===== INFORMATION PROVIDED
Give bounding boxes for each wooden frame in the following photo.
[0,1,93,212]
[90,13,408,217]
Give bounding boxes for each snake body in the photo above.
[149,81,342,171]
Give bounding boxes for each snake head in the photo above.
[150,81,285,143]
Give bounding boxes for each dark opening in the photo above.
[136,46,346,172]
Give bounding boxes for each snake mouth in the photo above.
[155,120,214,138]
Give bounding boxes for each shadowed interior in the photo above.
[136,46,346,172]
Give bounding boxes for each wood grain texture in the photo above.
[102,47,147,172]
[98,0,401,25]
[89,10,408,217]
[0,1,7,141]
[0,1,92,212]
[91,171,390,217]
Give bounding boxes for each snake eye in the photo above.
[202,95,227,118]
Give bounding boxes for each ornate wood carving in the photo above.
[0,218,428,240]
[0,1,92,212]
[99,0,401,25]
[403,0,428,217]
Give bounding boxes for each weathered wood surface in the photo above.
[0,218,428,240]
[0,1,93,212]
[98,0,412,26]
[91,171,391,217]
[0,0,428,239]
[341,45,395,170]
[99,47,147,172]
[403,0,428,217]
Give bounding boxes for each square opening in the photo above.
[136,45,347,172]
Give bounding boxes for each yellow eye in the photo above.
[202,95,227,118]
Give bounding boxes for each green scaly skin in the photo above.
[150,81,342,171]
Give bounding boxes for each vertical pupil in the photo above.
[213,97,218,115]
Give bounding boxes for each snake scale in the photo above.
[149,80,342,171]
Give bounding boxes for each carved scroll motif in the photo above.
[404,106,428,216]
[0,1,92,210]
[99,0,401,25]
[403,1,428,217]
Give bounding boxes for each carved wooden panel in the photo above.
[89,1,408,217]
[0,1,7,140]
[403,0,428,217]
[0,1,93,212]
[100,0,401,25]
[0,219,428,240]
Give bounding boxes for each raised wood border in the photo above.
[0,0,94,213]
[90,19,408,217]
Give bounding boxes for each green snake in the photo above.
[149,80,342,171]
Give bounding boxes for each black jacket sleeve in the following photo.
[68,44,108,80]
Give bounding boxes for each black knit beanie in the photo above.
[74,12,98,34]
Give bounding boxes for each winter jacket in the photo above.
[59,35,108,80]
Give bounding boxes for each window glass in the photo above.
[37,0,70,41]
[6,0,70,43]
==========
**DIRECTIONS:** Copy the listing above again, replacing every "bounding boxes" with "box coordinates" and keeping everything else the same.

**THE OUTPUT:**
Give box coordinates for each wooden frame in the following photo.
[0,1,93,212]
[90,13,408,217]
Give box coordinates for each snake body in the photo above.
[149,81,342,171]
Give box coordinates for each snake head in the photo above.
[150,81,285,143]
Give box coordinates for each dark opening in the photo above.
[136,46,346,172]
Give box coordinates for each snake mouth in the photo above.
[155,120,214,138]
Give box coordinates for each shadowed interior in the photo above.
[136,46,346,172]
Give box coordinates for each wood grain texture in the photo above.
[102,47,147,172]
[98,0,401,25]
[89,10,408,217]
[0,1,7,141]
[0,1,92,212]
[91,171,390,217]
Give box coordinates for each snake eye in the photo above.
[202,95,227,118]
Give box coordinates for each ornate wood carving in the photo above.
[0,218,428,240]
[0,1,92,212]
[99,0,401,25]
[403,0,428,217]
Give box coordinates for each weathered wood surface in the photo above.
[0,218,428,240]
[0,1,93,212]
[98,0,412,26]
[91,171,391,217]
[0,0,428,239]
[341,45,395,170]
[99,47,147,172]
[403,0,428,217]
Give box coordinates for each square opening in the photo above.
[136,45,347,172]
Give box coordinates for each yellow eye in the photo above.
[202,95,227,118]
Give box coordinates for each green scaly skin in the photo above.
[150,81,342,171]
Give box coordinates for each vertical pupil in the photo above.
[213,97,218,115]
Give box coordinates for each snake scale in the photo above.
[149,80,342,171]
Give box coordinates for each carved scroll motif in the photo above.
[404,106,428,216]
[0,1,92,210]
[99,0,401,25]
[403,1,428,217]
Give box coordinates for each carved wooden panel in the photo above.
[89,1,408,217]
[0,1,7,140]
[403,0,428,217]
[0,1,93,212]
[100,0,401,25]
[0,219,428,240]
Give box coordinates for each raised wood border in the photo above.
[0,0,94,213]
[90,19,408,217]
Give box coordinates for each green snake in the photo above.
[149,80,342,171]
Give box coordinates for each black jacket sleeve in the following photo.
[68,44,108,80]
Give box coordinates for each black knit beanie in the photo above.
[74,12,98,34]
Give box coordinates for each winter jacket in the photo above.
[59,35,108,80]
Give box coordinates for each window glass in the photo above.
[37,0,70,41]
[6,0,70,43]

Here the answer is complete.